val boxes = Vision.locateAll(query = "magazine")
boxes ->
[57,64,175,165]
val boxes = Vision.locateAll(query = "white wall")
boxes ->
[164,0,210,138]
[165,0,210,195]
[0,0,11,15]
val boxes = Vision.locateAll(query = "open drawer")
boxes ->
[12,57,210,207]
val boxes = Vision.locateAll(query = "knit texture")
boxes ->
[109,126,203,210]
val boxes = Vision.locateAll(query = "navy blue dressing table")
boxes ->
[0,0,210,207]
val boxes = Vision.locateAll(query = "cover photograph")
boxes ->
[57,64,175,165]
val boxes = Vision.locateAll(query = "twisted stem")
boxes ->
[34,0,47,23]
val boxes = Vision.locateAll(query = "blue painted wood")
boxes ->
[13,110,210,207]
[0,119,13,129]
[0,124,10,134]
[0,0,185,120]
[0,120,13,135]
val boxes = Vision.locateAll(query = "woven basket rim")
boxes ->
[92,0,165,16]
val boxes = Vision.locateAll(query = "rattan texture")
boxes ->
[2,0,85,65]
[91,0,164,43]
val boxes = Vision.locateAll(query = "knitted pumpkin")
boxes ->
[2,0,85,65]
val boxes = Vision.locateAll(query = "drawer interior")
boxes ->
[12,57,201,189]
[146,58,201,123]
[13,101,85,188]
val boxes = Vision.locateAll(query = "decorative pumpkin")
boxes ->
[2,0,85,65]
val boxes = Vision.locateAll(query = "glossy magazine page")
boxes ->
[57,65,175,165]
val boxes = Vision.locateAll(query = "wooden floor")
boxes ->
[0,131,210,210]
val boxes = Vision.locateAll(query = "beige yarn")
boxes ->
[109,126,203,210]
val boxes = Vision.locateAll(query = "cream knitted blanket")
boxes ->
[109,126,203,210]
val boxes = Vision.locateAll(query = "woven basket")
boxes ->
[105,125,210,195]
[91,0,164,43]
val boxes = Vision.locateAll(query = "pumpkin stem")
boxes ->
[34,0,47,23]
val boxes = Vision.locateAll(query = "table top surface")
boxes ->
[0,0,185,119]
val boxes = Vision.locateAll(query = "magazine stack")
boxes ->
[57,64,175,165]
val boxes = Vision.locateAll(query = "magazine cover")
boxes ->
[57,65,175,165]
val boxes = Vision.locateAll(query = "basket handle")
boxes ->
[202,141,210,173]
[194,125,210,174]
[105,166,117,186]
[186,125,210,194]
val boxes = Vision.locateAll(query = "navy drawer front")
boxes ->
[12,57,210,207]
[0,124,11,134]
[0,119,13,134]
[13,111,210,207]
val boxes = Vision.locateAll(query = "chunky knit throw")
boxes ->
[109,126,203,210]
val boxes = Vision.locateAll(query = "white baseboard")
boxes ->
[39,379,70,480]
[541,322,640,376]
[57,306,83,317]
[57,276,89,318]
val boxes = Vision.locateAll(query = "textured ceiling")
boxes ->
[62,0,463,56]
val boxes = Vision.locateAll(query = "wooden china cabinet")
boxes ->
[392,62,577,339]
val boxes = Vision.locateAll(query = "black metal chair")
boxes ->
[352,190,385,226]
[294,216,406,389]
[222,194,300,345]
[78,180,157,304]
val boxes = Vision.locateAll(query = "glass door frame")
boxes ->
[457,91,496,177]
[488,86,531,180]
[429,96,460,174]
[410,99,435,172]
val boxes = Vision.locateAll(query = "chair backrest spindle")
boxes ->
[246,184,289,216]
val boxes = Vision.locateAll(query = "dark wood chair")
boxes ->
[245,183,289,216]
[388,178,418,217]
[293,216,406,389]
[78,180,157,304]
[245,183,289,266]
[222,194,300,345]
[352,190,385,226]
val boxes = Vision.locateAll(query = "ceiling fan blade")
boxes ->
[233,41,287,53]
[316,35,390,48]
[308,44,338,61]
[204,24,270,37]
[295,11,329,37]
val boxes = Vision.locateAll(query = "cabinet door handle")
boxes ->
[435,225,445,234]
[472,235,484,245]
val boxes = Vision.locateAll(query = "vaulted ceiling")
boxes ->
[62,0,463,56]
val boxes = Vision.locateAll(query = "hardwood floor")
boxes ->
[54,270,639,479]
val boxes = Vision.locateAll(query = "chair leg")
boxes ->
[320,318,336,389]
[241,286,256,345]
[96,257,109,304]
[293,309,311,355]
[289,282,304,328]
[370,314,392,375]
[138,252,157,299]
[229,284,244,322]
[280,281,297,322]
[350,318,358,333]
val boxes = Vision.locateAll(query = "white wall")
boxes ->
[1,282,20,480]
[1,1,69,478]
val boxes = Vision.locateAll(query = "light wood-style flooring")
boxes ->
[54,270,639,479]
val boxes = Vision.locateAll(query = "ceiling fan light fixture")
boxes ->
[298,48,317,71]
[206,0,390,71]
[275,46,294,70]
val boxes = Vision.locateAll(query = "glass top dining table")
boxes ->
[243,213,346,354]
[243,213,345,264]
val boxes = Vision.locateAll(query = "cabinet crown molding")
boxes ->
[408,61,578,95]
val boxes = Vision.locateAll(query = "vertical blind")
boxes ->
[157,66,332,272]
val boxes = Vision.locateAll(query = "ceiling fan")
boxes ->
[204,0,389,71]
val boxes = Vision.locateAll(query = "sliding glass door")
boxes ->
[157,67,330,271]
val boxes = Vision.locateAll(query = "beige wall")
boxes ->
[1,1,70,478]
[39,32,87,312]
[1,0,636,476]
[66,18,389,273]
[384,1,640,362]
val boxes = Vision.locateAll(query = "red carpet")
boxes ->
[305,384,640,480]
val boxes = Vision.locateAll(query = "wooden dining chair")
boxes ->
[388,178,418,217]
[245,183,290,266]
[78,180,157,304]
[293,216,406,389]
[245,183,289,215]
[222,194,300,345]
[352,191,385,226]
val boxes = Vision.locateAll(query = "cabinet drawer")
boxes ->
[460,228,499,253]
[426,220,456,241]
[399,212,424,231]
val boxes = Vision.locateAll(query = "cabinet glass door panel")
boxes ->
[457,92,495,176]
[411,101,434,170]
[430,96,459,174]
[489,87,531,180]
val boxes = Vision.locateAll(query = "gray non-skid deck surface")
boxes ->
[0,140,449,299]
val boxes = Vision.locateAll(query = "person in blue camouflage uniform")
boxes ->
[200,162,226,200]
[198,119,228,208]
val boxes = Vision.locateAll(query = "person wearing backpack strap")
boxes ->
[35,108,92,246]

# # # # #

▸ Task prompt:
If a line in the entries includes the word "beige", copy that line out.

▸ Solution:
val boxes = Vision.locateAll(query = "beige yarn")
val boxes = Vision.locateAll(query = "beige wall")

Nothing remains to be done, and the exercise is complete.